- [TO DO]:
Convert the lines from the line with "the vehicle headlight" to the line with "point(484, 275)", both included, into a Markdown table with the columns "No." and "Line". Put each line's row number under "No." and the line itself under "Line", and skip any blank lines.

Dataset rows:

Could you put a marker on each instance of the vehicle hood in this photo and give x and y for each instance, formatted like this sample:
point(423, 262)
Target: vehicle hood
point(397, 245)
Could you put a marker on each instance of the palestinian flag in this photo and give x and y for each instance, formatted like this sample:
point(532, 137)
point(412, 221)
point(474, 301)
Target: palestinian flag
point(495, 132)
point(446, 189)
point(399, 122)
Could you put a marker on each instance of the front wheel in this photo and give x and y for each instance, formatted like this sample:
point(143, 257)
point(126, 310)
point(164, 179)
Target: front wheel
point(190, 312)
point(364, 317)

--

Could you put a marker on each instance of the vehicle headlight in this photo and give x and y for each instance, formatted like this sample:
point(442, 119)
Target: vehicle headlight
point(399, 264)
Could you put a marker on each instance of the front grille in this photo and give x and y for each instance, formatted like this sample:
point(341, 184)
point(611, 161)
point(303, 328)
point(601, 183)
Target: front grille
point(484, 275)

- [CORRECT RESULT]:
| No. | Line |
|---|---|
| 1 | Could you put a marker on each instance of the vehicle headlight in this photo and give x and y for each instance, formatted like this sample: |
| 2 | point(442, 119) |
| 3 | Target: vehicle headlight |
| 4 | point(399, 264) |
| 5 | Could you put a marker on each instance of the front grille in this photo and give x and y for each instance, formatted like this sample: |
| 6 | point(341, 184) |
| 7 | point(611, 161) |
| 8 | point(303, 328) |
| 9 | point(601, 183) |
| 10 | Target: front grille |
| 11 | point(484, 275) |